[Collected data]

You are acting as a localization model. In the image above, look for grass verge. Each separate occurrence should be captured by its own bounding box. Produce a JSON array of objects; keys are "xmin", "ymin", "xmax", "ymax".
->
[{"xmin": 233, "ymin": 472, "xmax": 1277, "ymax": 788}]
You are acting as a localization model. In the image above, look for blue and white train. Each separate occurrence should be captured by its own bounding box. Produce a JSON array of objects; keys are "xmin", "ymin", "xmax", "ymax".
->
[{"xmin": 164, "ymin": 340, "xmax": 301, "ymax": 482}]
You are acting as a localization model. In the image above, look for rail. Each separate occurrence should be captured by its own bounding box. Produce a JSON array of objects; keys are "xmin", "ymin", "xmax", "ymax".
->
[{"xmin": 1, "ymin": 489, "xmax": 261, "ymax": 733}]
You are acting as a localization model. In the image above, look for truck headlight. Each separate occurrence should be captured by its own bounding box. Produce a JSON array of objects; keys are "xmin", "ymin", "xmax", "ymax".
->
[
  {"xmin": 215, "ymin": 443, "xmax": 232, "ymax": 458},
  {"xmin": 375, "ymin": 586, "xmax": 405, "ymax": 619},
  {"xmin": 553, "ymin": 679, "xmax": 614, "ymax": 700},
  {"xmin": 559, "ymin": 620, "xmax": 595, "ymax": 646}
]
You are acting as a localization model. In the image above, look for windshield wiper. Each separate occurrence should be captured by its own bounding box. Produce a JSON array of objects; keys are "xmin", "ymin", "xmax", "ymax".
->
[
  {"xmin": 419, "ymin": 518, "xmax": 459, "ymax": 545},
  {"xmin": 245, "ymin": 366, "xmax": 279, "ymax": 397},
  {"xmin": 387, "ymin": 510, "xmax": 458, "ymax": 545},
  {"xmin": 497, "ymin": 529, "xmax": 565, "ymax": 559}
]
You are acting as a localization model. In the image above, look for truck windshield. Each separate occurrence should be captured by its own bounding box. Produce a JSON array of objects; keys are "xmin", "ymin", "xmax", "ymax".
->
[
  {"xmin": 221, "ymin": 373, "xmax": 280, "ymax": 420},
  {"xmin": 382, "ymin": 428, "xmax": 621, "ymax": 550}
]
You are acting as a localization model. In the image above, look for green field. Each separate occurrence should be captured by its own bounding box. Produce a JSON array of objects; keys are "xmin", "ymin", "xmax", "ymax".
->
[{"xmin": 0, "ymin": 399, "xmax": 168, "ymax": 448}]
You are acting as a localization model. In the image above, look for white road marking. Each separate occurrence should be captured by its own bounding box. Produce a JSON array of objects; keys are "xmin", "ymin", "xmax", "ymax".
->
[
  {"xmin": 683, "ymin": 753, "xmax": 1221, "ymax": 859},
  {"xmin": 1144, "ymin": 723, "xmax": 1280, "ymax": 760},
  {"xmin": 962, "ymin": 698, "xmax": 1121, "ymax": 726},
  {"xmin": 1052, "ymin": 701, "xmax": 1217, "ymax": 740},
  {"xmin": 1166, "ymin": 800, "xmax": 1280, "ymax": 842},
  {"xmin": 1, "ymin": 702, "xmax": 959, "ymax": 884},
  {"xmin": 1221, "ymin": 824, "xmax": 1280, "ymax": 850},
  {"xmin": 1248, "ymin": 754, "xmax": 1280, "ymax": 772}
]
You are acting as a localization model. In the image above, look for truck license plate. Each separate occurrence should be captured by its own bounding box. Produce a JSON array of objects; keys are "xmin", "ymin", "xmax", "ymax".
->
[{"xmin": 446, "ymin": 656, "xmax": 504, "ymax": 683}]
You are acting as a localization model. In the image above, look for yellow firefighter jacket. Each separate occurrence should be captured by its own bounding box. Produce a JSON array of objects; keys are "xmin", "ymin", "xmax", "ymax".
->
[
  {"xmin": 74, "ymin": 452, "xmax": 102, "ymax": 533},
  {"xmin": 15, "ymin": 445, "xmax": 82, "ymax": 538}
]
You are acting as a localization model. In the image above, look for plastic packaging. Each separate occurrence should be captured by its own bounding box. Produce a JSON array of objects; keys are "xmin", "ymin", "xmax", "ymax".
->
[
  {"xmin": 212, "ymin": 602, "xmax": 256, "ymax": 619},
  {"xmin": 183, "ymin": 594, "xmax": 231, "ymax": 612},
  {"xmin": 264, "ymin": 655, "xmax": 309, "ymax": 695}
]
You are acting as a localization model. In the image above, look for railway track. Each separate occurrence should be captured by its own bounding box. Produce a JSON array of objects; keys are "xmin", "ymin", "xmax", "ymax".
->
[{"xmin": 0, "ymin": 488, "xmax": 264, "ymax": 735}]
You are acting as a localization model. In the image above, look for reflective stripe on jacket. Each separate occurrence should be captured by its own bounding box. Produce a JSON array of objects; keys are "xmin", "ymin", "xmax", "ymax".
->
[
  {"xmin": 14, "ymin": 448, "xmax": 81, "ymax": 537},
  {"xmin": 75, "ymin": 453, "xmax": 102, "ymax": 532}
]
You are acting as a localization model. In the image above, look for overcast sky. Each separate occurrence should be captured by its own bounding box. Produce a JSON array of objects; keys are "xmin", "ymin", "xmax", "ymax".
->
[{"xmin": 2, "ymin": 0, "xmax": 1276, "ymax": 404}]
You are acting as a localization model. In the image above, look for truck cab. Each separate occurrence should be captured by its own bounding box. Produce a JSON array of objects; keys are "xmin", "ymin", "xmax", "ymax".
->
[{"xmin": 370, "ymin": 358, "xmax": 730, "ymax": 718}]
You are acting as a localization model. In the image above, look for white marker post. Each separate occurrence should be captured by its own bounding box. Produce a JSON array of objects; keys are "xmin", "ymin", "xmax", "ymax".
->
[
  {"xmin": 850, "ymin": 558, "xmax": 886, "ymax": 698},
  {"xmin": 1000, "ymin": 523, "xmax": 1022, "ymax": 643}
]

■ Exercise requirements: Counting only lines that contain the word "truck", state how many appear in the entries, and add nothing.

■ Answer space: 4